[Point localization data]
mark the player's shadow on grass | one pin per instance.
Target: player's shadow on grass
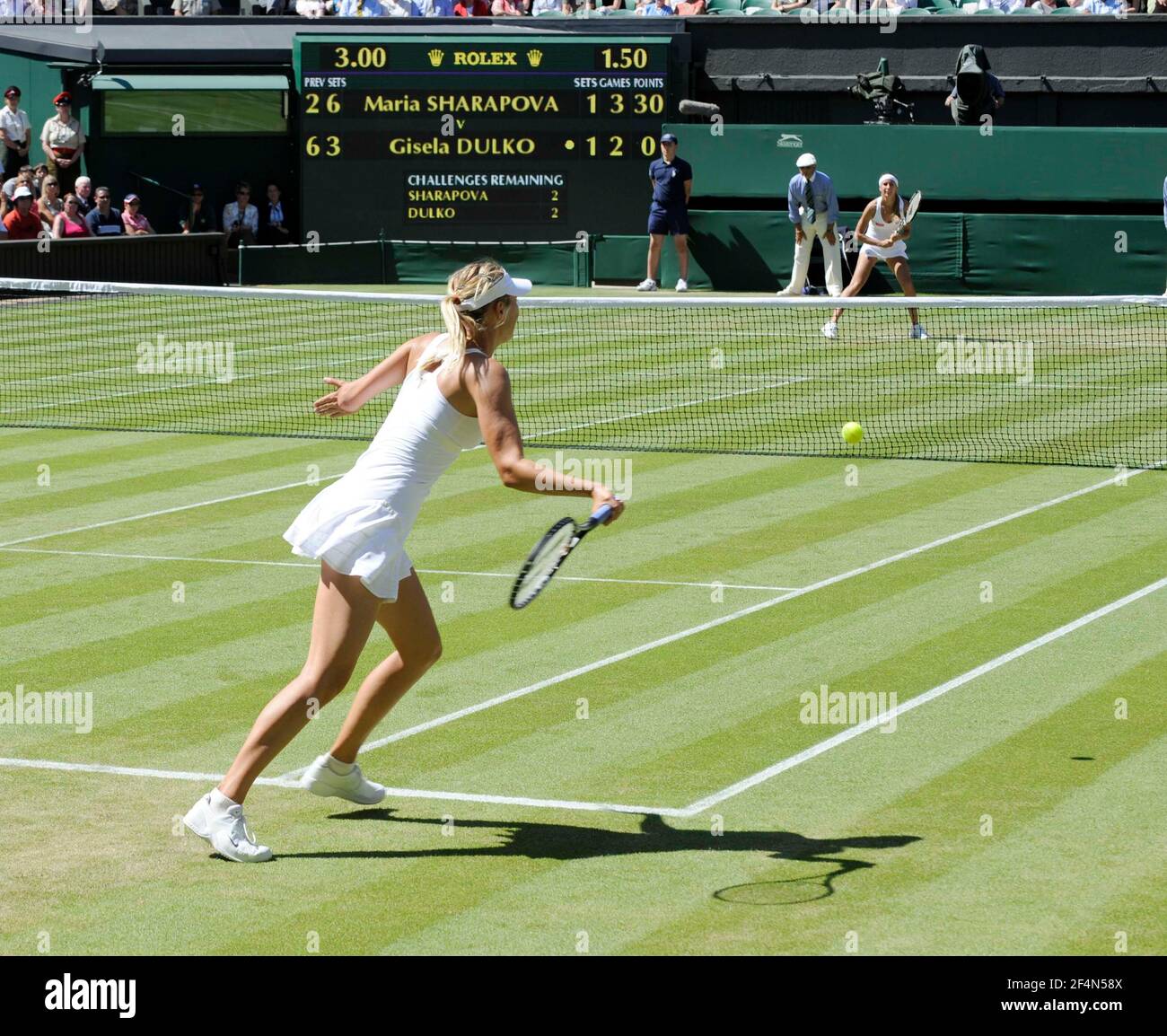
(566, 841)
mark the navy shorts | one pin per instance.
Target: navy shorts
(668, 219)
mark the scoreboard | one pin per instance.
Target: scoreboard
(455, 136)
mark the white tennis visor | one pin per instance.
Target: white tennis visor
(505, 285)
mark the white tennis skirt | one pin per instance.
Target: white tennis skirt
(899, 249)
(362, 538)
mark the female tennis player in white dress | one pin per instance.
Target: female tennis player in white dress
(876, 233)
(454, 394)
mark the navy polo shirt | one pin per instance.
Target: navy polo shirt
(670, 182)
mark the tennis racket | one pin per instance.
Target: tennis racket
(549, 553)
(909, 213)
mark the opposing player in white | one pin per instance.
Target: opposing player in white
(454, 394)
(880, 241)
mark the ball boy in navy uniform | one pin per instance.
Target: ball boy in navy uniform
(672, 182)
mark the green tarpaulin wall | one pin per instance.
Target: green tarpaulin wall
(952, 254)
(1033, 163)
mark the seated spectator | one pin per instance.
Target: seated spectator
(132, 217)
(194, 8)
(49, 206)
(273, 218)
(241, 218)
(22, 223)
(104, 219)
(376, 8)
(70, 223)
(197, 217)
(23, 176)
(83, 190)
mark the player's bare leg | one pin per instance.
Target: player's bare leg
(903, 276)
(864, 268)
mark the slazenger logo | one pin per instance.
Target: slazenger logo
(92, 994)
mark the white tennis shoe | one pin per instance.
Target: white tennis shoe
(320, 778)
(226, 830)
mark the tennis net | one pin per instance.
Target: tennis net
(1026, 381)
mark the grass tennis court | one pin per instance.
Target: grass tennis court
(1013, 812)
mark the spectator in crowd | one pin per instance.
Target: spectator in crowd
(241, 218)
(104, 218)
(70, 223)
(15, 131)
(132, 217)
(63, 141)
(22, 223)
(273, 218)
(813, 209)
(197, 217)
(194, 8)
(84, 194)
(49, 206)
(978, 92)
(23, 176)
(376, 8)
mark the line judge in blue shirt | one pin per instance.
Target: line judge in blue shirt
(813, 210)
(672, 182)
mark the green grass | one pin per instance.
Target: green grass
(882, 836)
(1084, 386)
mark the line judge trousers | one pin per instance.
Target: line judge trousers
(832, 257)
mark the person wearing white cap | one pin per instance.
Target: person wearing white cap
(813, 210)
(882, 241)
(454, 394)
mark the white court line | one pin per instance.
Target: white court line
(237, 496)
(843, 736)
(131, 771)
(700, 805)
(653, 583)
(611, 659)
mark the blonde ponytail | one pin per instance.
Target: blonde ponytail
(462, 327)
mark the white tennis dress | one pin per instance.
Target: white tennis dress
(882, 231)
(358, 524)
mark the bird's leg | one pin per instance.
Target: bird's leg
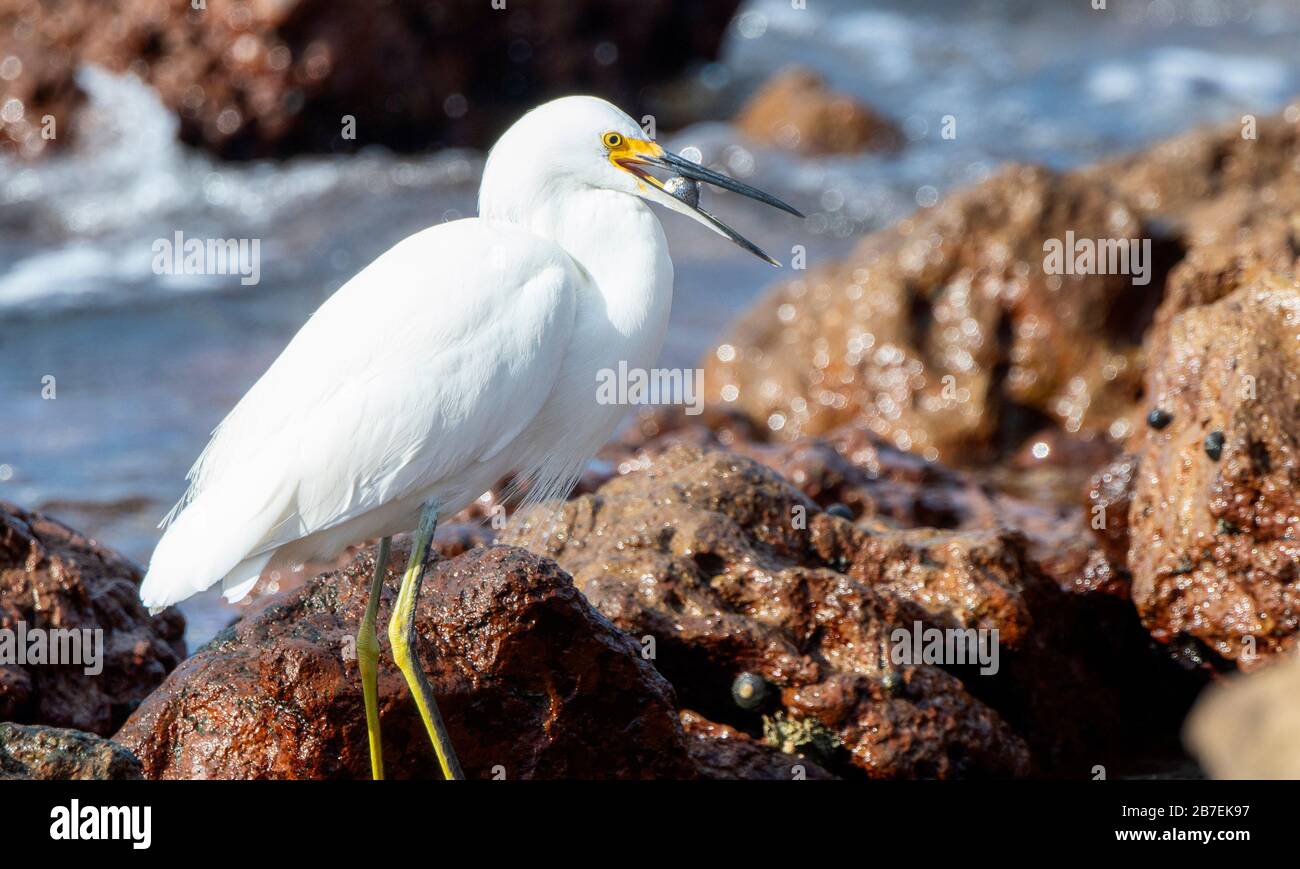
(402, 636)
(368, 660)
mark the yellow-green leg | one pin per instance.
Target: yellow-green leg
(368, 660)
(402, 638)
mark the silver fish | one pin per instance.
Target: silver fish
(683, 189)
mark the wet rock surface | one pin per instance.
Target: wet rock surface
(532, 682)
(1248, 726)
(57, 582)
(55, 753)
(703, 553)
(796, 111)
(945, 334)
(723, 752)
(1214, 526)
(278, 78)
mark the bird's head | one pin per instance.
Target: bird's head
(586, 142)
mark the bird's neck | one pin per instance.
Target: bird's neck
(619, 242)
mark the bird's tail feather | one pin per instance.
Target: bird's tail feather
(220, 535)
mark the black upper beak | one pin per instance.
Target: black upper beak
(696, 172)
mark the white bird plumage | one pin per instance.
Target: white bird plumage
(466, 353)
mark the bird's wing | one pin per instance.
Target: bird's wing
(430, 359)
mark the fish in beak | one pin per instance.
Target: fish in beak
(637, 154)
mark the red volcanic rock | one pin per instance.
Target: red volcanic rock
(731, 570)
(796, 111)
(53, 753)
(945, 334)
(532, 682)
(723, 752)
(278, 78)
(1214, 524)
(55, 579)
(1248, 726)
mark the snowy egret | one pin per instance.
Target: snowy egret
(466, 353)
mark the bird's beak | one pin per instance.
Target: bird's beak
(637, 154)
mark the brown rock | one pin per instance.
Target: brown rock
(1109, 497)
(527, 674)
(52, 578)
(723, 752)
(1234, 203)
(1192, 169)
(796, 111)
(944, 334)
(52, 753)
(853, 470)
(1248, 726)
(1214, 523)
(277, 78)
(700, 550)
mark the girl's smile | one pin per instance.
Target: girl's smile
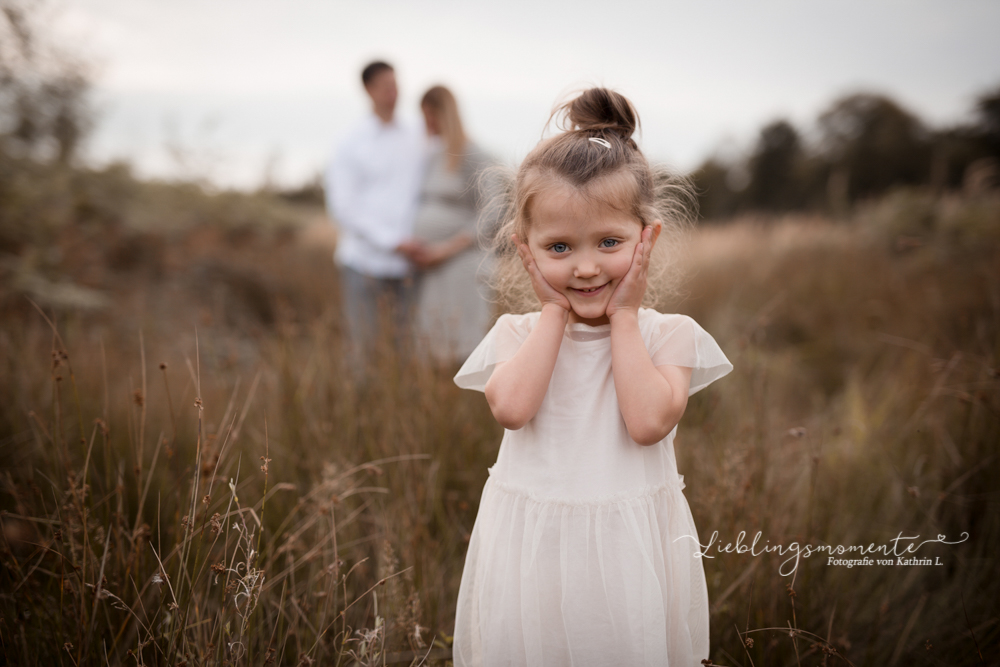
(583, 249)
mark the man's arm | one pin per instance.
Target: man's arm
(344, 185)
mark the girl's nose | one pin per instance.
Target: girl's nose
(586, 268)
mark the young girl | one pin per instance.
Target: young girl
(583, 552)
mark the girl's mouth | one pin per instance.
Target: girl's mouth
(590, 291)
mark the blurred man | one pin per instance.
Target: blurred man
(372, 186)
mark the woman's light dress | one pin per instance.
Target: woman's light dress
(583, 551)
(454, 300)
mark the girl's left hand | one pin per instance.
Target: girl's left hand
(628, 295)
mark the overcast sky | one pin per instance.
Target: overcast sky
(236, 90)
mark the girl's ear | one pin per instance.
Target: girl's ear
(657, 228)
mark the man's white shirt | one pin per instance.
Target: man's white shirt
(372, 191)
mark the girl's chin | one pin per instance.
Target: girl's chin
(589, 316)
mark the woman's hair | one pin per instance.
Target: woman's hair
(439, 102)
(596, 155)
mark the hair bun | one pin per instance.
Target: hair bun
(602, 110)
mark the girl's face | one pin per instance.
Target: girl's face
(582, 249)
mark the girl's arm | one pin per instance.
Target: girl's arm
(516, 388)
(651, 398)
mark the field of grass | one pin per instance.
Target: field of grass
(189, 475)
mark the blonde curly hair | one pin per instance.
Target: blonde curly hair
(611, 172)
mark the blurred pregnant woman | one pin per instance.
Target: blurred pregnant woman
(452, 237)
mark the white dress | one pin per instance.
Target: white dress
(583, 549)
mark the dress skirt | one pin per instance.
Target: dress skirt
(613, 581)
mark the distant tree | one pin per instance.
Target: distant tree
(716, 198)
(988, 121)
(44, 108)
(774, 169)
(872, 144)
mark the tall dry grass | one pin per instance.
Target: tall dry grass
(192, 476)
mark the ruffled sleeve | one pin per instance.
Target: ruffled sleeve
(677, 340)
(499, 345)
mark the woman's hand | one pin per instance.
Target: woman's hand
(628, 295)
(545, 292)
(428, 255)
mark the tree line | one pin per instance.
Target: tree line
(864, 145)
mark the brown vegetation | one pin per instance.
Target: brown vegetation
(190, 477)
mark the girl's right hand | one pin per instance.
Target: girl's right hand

■ AIM OF THE TASK ■
Only the text of the entries belongs in the answer, copied exactly; the pictures stay out.

■ THE ANSWER ■
mark the player's shadow on grass | one pin per instance.
Target: player's shadow on grass
(566, 841)
mark the navy shorts | one pin per instance.
Target: navy shorts
(668, 219)
mark the scoreboard | one pin per instance.
Target: scoreboard
(455, 136)
mark the white tennis visor | one pin per instance.
Target: white tennis visor
(505, 285)
mark the white tennis skirt | one pin per instance.
Target: white tennis skirt
(899, 249)
(362, 538)
mark the female tennis player in white dress | one pin per instance.
Target: female tennis player in white dress
(876, 233)
(454, 394)
mark the navy polo shirt | one pin per instance.
Target: navy polo shirt
(670, 182)
mark the tennis racket | one pin per instance.
Target: tennis racket
(549, 553)
(909, 213)
mark the opposing player in white | one pin per instance.
Target: opposing player in white
(454, 394)
(880, 241)
mark the ball boy in navy uniform | one pin per instance.
Target: ball boy in navy uniform
(672, 182)
mark the green tarpaulin wall | one pin per instance.
Target: green tarpaulin wall
(952, 254)
(1033, 163)
mark the seated spectator | one pin per instance.
Target: seated spectator
(132, 217)
(194, 8)
(49, 206)
(273, 218)
(241, 218)
(22, 223)
(104, 219)
(376, 8)
(70, 223)
(197, 217)
(23, 176)
(83, 190)
mark the player's bare leg | one pin per instance.
Target: player's bare leg
(903, 276)
(864, 268)
mark the slazenger logo | one pin per instance.
Target: slazenger logo
(92, 994)
mark the white tennis shoe | one pin per instance.
Target: white tennis shoe
(320, 778)
(226, 830)
mark the tennis net | one pin per instance.
Target: tennis net
(1026, 381)
mark the grass tennis court | one pin per instance.
Target: grass tennis court
(1013, 812)
mark the spectator in crowd | one pin per instance.
Target: spectator in crowd
(241, 218)
(104, 218)
(70, 223)
(15, 131)
(132, 217)
(63, 141)
(22, 223)
(273, 218)
(813, 209)
(197, 217)
(194, 8)
(84, 194)
(49, 206)
(978, 92)
(23, 176)
(376, 8)
mark the line judge in blue shirt | one pin per instance.
Target: line judge in blue shirt
(813, 210)
(672, 182)
mark the green grass | one pin per instance.
Target: green grass
(882, 836)
(1084, 386)
mark the line judge trousers | one pin per instance.
Target: line judge trousers
(832, 257)
mark the person wearing white cap | one pin per instance.
Target: person wearing white cap
(813, 210)
(882, 241)
(454, 394)
mark the white court line | one pin per instance.
Target: white court line
(237, 496)
(843, 736)
(131, 771)
(700, 805)
(653, 583)
(611, 659)
mark the blonde ponytail | one pin per instance.
Target: blonde ponytail
(462, 327)
mark the white tennis dress | one pin per instance.
Target: white tennis dress
(882, 231)
(358, 524)
mark the bird's leg | one pin per instance.
Target: bird's leg
(402, 636)
(368, 660)
mark the yellow-green leg | one pin per instance.
Target: yellow-green leg
(368, 660)
(402, 638)
mark the silver fish | one pin per instance.
Target: silver fish
(683, 189)
mark the wet rock surface | one pin per instance.
Target: wet rock surface
(532, 682)
(1248, 726)
(57, 582)
(55, 753)
(703, 553)
(796, 111)
(945, 334)
(723, 752)
(1214, 526)
(278, 78)
mark the bird's head | one pin per instance.
Target: bird's head
(586, 142)
mark the bird's neck | one pin per instance.
Target: bird's neck
(619, 242)
mark the bird's tail feather | one pin per instance.
Target: bird's tail feather
(220, 535)
mark the black upper beak | one pin per instance.
Target: black upper beak
(696, 172)
mark the white bird plumage | one pin per instance.
Target: white bird plumage
(466, 353)
mark the bird's wing | one pin per instance.
Target: bird's wing
(430, 359)
mark the fish in beak | one pin per instance.
Target: fish in beak
(637, 154)
mark the red volcanic rock | one pin per instance.
Target: red volcanic rock
(731, 570)
(796, 111)
(53, 753)
(945, 334)
(532, 682)
(723, 752)
(278, 78)
(1214, 524)
(55, 579)
(1248, 726)
mark the snowy egret | one pin per instance.
Target: snowy egret
(466, 353)
mark the bird's beak | one pin per instance.
Target: bird's beak
(637, 154)
mark the brown rock | one pin per instance.
Target: brown rock
(1109, 497)
(527, 674)
(52, 578)
(723, 752)
(1234, 203)
(1192, 169)
(796, 111)
(944, 334)
(52, 753)
(853, 470)
(1248, 726)
(1214, 523)
(277, 78)
(700, 550)
mark the girl's smile | one pin per instance.
Target: girl's smile
(583, 249)
mark the man's arm | one pin per instance.
Target: man's arm
(344, 185)
mark the girl's nose | one pin per instance.
Target: girl's nose
(586, 268)
mark the young girl | one pin per instance.
Target: young girl
(583, 552)
mark the girl's mouth | one pin per instance.
Target: girl's mouth
(590, 291)
mark the blurred man | one pin per instance.
Target: blurred man
(372, 186)
mark the woman's light dress | one pin per instance.
Target: woman's light dress
(583, 551)
(454, 300)
mark the girl's left hand | one pin per instance.
Target: girl's left hand
(628, 295)
mark the overcast sky | one pin per instance.
Target: overcast sky
(236, 90)
mark the girl's ear | one pin per instance.
Target: girl's ear
(657, 228)
mark the man's white shirt | one pin per instance.
Target: man's white shirt
(372, 191)
mark the girl's chin | one pin per instance.
Target: girl's chin
(589, 316)
mark the woman's hair | one pin per instance.
Target: woman's hair
(439, 102)
(596, 155)
mark the hair bun | one pin per instance.
Target: hair bun
(602, 110)
mark the girl's face | one pin per instance.
Target: girl's face
(582, 249)
mark the girl's arm | one pin per instance.
Target: girl's arm
(516, 388)
(651, 398)
mark the field of grass | one pin per instance.
Target: field of grass
(189, 475)
mark the blonde curly hair | one pin per instance.
Target: blonde curly hair
(611, 172)
mark the blurred pregnant woman | one pin per instance.
Target: blurred pregnant woman
(452, 237)
mark the white dress | one pin per instance.
Target: white dress
(583, 549)
mark the dress skirt | one pin per instance.
Target: dress skirt
(613, 581)
mark the distant tree | one pin per instance.
Target: distant tree
(716, 198)
(988, 121)
(44, 108)
(774, 169)
(872, 144)
mark the tall dry grass | one pin per instance.
Target: tall dry grass
(192, 476)
mark the ruffled sleeve | one pin per instance.
Target: ruffled sleeve
(677, 340)
(499, 345)
mark the woman's hand | one pin per instance.
Target: woman's hand
(628, 295)
(545, 292)
(428, 255)
mark the tree line | one pin per instance.
Target: tree line
(864, 145)
mark the brown vegetation | one pin per instance.
Target: brown vegetation
(190, 477)
mark the girl's right hand | one pin per instance.
Target: girl's right hand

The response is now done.